— begin Text to read —
With the improvement in the efficiency of sustainable energy utilization in integrated energy systems, research related to integrated energy systems has become a trending topic. Consequently, load forecasting in integrated energy systems has also become a focal point of research. For energy systems, accurate load forecasting equals better economic benefits and more convenient optimization scheduling. However, load forecasting in integrated energy systems is not limited to multiple energy objectives. It also involves coupling between these objectives due to the interconversion of multiple energy sources within the system. From Figure 1, it can be seen that the energy conversion in the integrated energy system is very complex. This coupling, combined with the inherent random fluctuations in load, makes accurate multi-objective forecasting more challenging [1].

Multi-task learning provides a framework for addressing the multi-energy load time series in integrated energy systems, allowing for learning different energy coupling relationships through information exchange. To enhance the accuracy of multi-task learning, various statistical methods [2,3] and machine learning techniques such as feature selection, training methods, feature extraction, attention mechanisms, data augmentation, and others [4,5,6,7,8] can still be effective. However, for multi-energy load time series in integrated energy systems, their sequence characteristics are also essential information. The above methods do not improve model performance based on sequence characteristics. Analyzing the sequence characteristics of multi-objective time series means that the model can generate new time series from the original time series. This new time series must be related to the original time series to have an impact on the prediction model and improve its performance. Therefore, the key question is how to use a generation model to learn the characteristics of multi-target time series to achieve the desired effect.
— end Text to read —
**Set tasks**
**a.** From the passage on load forecasting in integrated energy systems, list the machine learning techniques it names as still effective for improving multi-task learning accuracy (the ones it gives before "and others").
**b.** Answer these questions from the passage on load forecasting in integrated energy systems.
(i) What does accurate load forecasting equal for energy systems?
(ii) What causes the coupling between energy objectives?
(iii) To what must a newly generated time series be related in order to affect the prediction model?
**c.** Reproduce the part of the passage on load forecasting that starts with "With the improvement" and goes on through "more challenging [1].".
The records come from a separate source.
— begin Material shown —
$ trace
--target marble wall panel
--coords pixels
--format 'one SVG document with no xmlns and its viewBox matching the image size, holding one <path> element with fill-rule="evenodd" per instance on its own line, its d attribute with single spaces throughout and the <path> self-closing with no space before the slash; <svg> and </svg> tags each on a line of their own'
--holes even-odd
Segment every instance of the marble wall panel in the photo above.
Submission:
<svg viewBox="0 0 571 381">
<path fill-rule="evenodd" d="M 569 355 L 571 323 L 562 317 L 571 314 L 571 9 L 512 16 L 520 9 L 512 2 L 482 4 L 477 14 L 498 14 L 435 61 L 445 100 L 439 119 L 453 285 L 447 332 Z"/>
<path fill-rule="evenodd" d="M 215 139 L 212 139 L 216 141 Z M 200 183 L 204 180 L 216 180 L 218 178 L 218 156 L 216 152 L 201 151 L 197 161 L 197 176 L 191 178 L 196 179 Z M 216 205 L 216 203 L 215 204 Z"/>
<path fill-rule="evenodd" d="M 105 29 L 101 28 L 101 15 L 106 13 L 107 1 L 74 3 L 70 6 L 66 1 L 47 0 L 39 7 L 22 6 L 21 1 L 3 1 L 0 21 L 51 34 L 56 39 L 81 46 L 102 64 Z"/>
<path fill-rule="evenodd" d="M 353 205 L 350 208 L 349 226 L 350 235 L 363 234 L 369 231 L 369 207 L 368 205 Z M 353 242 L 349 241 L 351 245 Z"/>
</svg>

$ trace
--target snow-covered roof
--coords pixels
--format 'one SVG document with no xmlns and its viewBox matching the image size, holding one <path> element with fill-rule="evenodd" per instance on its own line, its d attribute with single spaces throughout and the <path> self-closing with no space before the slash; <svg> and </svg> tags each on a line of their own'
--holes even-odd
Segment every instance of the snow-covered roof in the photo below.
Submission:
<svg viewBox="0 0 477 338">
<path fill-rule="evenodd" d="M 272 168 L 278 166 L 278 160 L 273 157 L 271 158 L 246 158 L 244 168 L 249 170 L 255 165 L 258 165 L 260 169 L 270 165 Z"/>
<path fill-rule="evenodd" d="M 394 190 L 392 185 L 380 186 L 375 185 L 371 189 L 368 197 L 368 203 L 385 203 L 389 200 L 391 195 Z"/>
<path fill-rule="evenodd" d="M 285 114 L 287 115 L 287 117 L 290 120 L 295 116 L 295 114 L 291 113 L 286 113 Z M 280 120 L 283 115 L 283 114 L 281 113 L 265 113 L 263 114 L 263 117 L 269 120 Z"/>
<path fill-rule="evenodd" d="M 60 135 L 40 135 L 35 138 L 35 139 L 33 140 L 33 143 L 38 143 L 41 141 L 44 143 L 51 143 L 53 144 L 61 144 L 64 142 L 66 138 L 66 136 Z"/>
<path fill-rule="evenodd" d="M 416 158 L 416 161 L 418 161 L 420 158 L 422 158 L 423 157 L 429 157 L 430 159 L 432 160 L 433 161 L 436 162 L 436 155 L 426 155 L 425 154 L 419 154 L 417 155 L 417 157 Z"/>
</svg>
— end Material shown —
**Answer list**
**a.**
feature selection
training methods
feature extraction
attention mechanisms
data augmentation

**b.**
(i) Better economic benefits and more convenient optimization scheduling.
(ii) The interconversion of multiple energy sources within the system.
(iii) The original time series.

**c.**
With the improvement in the efficiency of sustainable energy utilization in integrated energy systems, research related to integrated energy systems has become a trending topic. Consequently, load forecasting in integrated energy systems has also become a focal point of research. For energy systems, accurate load forecasting equals better economic benefits and more convenient optimization scheduling. However, load forecasting in integrated energy systems is not limited to multiple energy objectives. It also involves coupling between these objectives due to the interconversion of multiple energy sources within the system. From Figure 1, it can be seen that the energy conversion in the integrated energy system is very complex. This coupling, combined with the inherent random fluctuations in load, makes accurate multi-objective forecasting more challenging [1].